■ **What you need to do**
[A] According to the exam section on linear regression with gradient descent, what cost function is usually minimized?
[B] Continue the exam section on linear regression with gradient descent from the point where it stops.

### Extract provided

# Section 2: Programming Questions (Total 80 marks)
- This section contains 3 questions.
- You are provided with Python 3.9 Standard Library and NumPy Library.
- Python 3.9 Documentation: https://docs.python.org/3.9/
- NumPy Documentation: https://numpy.org/

In [None]:
import numpy as np

***
## Question 1: Linear Regression Using Gradient Descent (15 marks)
***
Linear Regression can also be performed using a technique called gradient descent, where the coefficients (or weights) of the model are iteratively adjusted to minimise a cost function (usually mean squared error). This method is particularly useful when the numbers of features is too large for analytical solutions like the normal equation or when the feature matrix is not invertible. <br><br>

The gradient descent algorithm updates the weights by moving in the direction of the negative gradient of the cost function with respect to the weights. The updates occur iteratively until the algorithm converges to a minimum of the cost function. <br><br>

The update rule for each weight is given by: <br>

$$θ_j := θ_j - \alpha\frac{1}{m}\sum_{i=1}^{m}(h_θ(x^i)-y^i)x_j^i$$

**Explanation of Terms**
1. $α$ is the learning rate.

######
### Records

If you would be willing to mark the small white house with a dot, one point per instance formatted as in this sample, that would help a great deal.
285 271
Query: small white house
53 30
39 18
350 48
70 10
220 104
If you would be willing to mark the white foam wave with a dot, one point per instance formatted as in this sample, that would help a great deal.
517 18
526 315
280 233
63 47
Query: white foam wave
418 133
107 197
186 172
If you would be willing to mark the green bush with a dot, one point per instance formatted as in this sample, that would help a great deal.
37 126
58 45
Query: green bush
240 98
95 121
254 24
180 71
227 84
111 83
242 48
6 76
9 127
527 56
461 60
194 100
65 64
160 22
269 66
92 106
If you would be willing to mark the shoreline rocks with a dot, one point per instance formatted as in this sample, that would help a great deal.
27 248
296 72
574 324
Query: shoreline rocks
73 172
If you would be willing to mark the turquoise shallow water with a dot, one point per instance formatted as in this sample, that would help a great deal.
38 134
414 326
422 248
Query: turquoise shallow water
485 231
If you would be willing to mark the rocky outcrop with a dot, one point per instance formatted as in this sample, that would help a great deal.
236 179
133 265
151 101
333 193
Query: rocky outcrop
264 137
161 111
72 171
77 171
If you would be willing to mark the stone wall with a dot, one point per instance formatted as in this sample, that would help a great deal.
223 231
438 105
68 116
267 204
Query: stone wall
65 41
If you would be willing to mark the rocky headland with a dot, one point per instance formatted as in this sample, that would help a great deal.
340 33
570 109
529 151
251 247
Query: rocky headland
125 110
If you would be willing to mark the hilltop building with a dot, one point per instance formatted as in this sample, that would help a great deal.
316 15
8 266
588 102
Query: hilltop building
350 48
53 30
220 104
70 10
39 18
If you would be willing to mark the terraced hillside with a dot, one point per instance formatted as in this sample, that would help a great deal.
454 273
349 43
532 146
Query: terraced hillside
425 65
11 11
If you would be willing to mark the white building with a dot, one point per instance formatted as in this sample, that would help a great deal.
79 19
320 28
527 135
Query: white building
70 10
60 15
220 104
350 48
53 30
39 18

######

■ **Task answers**
[A] Mean squared error.

[B]
2. $m$ is the number of training examples.
3. $h_θ(x^i)$ is the hypothesis function at iteration $i$.
4. $x^i$ is the feature vector of $i_{th}$ training example.
5. $y^i$ is the actual target value for the $i_{th}$ training example.
6. $x_j^i$ is the value of feature $j$ for the $i_{th}$ training example.<br><br>

**Key Points**
- **Learning Rate**: The choice of learning rate is crucial for the convergence and performance of gradient descent.
  - A small learning rate may lead to slow convergence.
  - A large learning rate may cause overshooting and divergence.
- **Number of Iterations**: The number of iterations determines how long the algorithm runs before it converges or stops.<br><br>

**Practical Implementation**<br>
Implementing gradient descent involves initialising the weights, computing the gradient of the cost function, and iteratively updating the weights according to the update rule.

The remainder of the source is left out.